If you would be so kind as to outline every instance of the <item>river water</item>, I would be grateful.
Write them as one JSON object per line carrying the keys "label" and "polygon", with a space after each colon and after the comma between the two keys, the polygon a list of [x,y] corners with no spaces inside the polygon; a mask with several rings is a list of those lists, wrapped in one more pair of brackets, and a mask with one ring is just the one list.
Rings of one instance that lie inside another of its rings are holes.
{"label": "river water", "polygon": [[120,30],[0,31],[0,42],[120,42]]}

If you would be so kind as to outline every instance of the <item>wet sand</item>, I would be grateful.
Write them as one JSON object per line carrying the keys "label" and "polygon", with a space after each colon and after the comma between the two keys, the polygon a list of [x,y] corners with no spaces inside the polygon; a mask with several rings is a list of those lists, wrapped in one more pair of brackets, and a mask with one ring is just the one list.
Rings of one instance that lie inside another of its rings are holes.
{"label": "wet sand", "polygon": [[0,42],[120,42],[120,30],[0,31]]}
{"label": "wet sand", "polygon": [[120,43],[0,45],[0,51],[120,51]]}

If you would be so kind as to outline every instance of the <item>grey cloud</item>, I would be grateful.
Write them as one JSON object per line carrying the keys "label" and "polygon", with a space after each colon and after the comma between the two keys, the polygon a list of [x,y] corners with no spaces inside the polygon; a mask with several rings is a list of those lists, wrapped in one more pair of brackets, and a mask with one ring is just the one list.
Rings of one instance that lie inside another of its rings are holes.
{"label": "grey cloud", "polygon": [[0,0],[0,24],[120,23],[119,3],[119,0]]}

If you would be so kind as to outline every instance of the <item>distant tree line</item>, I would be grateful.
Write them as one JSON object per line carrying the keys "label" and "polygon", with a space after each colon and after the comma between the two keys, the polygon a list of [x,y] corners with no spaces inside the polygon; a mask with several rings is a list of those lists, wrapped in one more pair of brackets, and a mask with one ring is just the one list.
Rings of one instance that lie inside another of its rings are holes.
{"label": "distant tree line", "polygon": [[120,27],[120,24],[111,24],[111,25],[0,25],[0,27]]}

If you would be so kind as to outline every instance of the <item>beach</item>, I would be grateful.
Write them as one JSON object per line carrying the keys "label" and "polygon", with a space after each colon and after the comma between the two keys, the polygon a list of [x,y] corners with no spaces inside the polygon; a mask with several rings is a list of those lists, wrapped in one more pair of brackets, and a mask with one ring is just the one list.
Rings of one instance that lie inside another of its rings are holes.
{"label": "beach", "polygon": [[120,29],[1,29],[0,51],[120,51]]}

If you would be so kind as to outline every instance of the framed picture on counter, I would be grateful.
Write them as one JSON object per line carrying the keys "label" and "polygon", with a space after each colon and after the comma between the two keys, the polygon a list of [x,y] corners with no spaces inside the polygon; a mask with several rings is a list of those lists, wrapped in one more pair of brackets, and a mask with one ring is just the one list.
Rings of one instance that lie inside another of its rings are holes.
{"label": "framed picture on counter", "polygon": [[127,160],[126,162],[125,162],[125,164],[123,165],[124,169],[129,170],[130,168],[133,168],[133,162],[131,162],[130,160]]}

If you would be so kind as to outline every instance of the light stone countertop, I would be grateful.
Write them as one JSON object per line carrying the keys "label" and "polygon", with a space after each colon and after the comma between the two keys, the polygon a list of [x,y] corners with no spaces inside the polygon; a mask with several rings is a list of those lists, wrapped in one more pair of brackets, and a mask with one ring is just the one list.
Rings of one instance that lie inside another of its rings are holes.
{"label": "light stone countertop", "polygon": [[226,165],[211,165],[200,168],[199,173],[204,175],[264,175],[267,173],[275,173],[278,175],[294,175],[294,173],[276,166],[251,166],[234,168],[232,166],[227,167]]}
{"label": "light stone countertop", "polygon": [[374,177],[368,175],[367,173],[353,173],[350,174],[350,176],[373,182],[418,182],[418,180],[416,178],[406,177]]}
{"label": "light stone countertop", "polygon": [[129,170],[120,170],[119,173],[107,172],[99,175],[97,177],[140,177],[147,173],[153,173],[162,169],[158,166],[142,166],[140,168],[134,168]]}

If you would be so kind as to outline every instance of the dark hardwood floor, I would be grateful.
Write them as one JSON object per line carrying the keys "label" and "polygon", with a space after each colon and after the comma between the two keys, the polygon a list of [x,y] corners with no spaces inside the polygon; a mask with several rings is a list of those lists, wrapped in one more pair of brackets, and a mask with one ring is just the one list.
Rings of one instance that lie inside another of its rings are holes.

● **TASK STATEMENT**
Write out the lines above, starting at the line that contains "floor, I would be grateful." and ending with the final line, and nothing else; copy them exactly.

● **CORRECT RESPONSE**
If you would be so kind as to outline every instance of the dark hardwood floor, I would be grateful.
Write them as one JSON object per line carrying the keys "label" and "polygon", with a space after each colon and after the comma between the two keys, the polygon a list of [x,y] corners with no spaces inside the polygon; a mask with several rings is a list of those lists, wrapped in one more pair of brackets, and a mask with one ring is just the one list.
Rings of one instance that lie inside another of its rings are holes.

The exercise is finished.